REQUIREMENT: Beneath this instruction is a block of data; output from it exactly the lines that run from the one containing "Target: tree bark" through the one containing "Where can the hillside", inclusive.

Referring expression data:
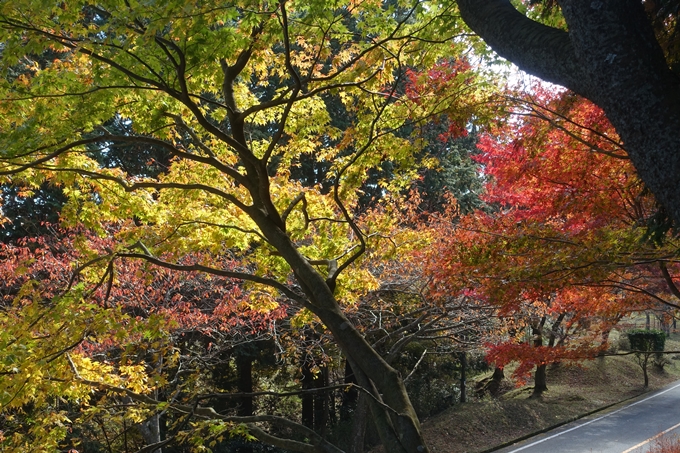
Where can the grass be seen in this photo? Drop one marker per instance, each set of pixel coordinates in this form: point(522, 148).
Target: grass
point(573, 391)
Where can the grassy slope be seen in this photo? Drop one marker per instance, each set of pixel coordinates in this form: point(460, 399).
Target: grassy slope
point(572, 391)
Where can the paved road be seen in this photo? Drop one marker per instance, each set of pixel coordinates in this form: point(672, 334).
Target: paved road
point(629, 429)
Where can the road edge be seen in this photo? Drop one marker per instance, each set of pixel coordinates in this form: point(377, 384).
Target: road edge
point(577, 417)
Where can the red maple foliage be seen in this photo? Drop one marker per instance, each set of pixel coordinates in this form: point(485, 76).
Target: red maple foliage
point(557, 250)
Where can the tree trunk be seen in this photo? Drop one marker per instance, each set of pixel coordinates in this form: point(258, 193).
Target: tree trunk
point(610, 56)
point(151, 431)
point(359, 425)
point(540, 381)
point(393, 413)
point(349, 397)
point(463, 369)
point(244, 369)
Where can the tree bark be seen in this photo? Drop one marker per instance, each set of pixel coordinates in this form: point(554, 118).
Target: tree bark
point(244, 369)
point(463, 370)
point(610, 56)
point(393, 413)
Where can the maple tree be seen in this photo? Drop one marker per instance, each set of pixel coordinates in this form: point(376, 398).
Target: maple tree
point(564, 254)
point(236, 94)
point(619, 54)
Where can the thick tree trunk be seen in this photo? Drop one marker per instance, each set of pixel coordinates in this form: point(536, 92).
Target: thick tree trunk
point(393, 413)
point(610, 56)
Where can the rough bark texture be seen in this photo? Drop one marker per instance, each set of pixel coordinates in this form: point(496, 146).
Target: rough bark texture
point(393, 413)
point(610, 56)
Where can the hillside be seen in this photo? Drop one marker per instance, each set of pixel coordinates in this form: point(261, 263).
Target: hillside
point(573, 391)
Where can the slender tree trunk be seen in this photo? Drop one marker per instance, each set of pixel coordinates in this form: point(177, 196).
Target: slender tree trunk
point(349, 397)
point(151, 431)
point(463, 369)
point(359, 422)
point(393, 413)
point(540, 381)
point(609, 55)
point(307, 382)
point(244, 369)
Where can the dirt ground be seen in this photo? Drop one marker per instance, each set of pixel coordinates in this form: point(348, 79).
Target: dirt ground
point(573, 391)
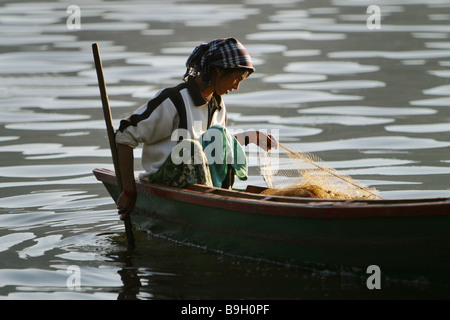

ANSWER SPACE:
Target: tree bark
point(244, 369)
point(463, 370)
point(610, 56)
point(393, 413)
Where can the maple tree be seen in this photo? Drop one marker per instance, each set of pixel coordinates in this form: point(376, 398).
Target: maple tree
point(564, 254)
point(236, 94)
point(619, 54)
Where can the thick tree trunk be seen in this photo? Drop one marker per instance, each set of pixel coordinates in this form: point(536, 92).
Target: thick tree trunk
point(393, 413)
point(610, 56)
Where can the rough bark texture be seen in this photo? Drop one marker per instance, each set of pixel coordinates in this form: point(496, 146).
Target: rough bark texture
point(393, 413)
point(610, 56)
Where can the hillside be seen in this photo? Drop one marker per instance, each set of pixel coordinates in this form: point(261, 263).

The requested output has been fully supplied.